Medicine and the crown

When 24-year-old medical student Stephanie Williams competed in the Miss D.C. beauty pageant last June, she eagerly swapped scrubs for a ball gown. But now, to follow through with her platform, she is donning a medical uniform once again.

Though her platform is officially called “A Dose of Prevention: Smart Medicine for What Ails America,” health care became important to Williams after she traveled to India in the summer of 2009. On her trip, she witnessed disease-stricken people whose government had no funds to treat them. The sight propelled Williams to push preventative health measures in the U.S.

“India and other countries in this world don’t have the resources for preventative medicine, but in the U.S. we have all this money that can be allocated in a more useful way,” she said. “It’s not tangible, you can’t see preventative medicine, but according to the American Medical Association, for every dollar you spend [towards preventative health care] you get two to five dollars returned in a three- to five-year period.”

Williams is partnering with the GW Hospital this fall to turn her platform into a reality. Appearing at free prostate cancer screenings and signing autographs, she hopes to encourage public proactiveness.

“I think that choosing a platform that you are really interested in is important,” Williams explained.

**Task requirements:**
a) List every item of clothing mentioned in the Stephanie Williams article.
b) Carry on the Stephanie Williams article from its final sentence.
You can ignore the lines that follow this article.

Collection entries
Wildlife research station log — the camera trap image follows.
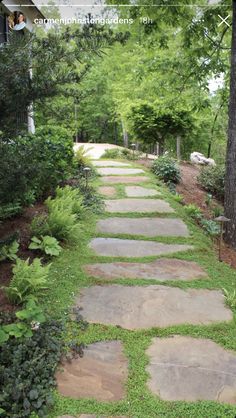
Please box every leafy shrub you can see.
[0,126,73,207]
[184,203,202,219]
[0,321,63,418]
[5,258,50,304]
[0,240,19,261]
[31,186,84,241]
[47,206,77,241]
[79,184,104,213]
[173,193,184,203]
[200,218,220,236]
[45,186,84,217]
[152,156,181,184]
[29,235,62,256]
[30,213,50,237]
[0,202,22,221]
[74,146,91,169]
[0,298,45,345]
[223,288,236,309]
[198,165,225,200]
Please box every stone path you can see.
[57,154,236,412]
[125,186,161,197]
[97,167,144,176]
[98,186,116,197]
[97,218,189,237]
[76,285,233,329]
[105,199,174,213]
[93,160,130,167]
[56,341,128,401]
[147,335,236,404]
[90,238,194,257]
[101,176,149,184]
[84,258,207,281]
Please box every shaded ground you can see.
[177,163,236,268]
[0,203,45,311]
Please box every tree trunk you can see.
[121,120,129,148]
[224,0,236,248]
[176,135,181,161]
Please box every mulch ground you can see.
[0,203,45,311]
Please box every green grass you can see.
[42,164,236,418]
* * *
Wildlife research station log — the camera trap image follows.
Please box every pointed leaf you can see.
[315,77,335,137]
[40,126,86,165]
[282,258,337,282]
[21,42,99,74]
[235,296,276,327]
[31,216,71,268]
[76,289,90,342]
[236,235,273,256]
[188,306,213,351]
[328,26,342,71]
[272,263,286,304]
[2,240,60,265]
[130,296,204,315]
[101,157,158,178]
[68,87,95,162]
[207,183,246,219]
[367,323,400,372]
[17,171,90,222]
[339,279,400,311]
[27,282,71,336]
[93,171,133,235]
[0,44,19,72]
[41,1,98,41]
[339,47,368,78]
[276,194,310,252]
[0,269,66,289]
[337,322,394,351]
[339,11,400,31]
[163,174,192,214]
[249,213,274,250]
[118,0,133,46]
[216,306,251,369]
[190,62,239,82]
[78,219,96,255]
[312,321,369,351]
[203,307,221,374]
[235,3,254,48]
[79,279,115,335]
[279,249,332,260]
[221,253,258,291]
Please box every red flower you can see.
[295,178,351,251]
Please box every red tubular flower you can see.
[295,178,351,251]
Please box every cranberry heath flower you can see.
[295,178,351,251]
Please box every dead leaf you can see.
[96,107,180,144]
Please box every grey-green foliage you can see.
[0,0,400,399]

**Exercise results:**
a) Scrubs, a ball gown, and a medical uniform.

b)
Hospital representatives also hope that her presence at the events will draw more participants.

“It may be curiosity, or frankly Stephanie’s outward beauty, that initially grabs someone’s attention at these events, but upon talking to her they’ll quickly learn that she is a true health advocate,” said Heather Oldham, communications manager for GW Hospital.

As for balancing her time between advancing her platform and preparing for the upcoming Miss America competition, Williams said it is simply part of what being a state titleholder entails.

“I just hope to go [to the competition] and do the best that I can. I think that I have exactly what they are looking for in a Miss America,” she said. “The very first Miss America was a Miss D.C. and this is the ninetieth Miss America pageant – I think for the ninetieth I would be a good choice.”